Write out again the lines starting with the line that contains "else: point(751, 481)." and going on through the line that contains "point(418, 196)", substituting "structure" for each occurrence of "building" and keeping everything else unchanged.
*** Provided entries ***
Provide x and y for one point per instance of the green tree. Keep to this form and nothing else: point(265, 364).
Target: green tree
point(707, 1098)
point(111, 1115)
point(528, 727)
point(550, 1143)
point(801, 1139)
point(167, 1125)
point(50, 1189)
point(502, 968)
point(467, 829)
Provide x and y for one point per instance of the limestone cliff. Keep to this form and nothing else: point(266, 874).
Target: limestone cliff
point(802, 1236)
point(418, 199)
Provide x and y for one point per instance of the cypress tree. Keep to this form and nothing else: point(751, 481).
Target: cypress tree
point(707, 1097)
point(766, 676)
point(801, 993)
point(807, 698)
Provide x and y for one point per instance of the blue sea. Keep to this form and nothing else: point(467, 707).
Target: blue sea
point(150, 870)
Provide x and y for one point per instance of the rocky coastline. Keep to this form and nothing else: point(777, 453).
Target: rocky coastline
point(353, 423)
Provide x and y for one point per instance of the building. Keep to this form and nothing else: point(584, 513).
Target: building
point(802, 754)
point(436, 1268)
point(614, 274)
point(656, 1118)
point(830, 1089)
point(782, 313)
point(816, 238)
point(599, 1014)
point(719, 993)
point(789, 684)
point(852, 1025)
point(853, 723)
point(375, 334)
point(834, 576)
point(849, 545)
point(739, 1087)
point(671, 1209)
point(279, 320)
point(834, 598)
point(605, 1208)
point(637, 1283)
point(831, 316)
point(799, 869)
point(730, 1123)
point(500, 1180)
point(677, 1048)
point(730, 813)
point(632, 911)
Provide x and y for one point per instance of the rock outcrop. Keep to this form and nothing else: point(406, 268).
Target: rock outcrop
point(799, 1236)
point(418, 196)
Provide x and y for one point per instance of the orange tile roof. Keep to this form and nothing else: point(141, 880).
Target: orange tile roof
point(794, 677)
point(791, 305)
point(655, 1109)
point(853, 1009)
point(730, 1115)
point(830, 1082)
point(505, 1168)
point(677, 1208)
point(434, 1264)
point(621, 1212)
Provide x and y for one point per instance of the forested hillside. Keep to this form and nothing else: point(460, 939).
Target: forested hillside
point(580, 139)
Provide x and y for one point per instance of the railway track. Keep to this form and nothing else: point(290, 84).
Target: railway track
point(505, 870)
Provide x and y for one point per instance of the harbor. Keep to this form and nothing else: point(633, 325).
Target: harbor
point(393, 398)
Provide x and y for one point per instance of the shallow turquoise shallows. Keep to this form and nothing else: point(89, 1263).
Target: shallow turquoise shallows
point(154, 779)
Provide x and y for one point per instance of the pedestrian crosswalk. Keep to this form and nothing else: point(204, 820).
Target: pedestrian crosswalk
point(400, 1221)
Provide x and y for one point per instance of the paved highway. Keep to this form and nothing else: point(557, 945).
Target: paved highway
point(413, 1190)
***
* **Task output**:
Provide x and y for one point per instance of the cypress tree. Keep to this form and nothing else: point(751, 481).
Target: cypress tree
point(707, 1097)
point(766, 676)
point(801, 993)
point(807, 698)
Provide x and y for one point per instance of the blue sea. Keep to this form and nothing else: point(467, 707).
Target: blue sea
point(150, 870)
Provide x and y for one point per instance of the rocky coastline. Keep to this form and nothing else: point(777, 453).
Target: rocky coastline
point(353, 423)
Provide x and y for one point per instance of the structure. Keep to this form and nothing else: point(584, 513).
Target: structure
point(802, 754)
point(436, 1268)
point(614, 274)
point(656, 1118)
point(830, 1089)
point(782, 313)
point(816, 238)
point(599, 1014)
point(719, 993)
point(789, 684)
point(852, 1025)
point(853, 723)
point(375, 334)
point(834, 576)
point(849, 545)
point(739, 1087)
point(671, 1209)
point(279, 320)
point(834, 598)
point(605, 1208)
point(637, 1283)
point(831, 316)
point(799, 869)
point(730, 1123)
point(500, 1180)
point(677, 1048)
point(730, 813)
point(632, 911)
Provide x and y for one point per instance of the rock outcrop. Keep to this form and nothing else: point(406, 268).
Target: rock outcrop
point(799, 1236)
point(418, 196)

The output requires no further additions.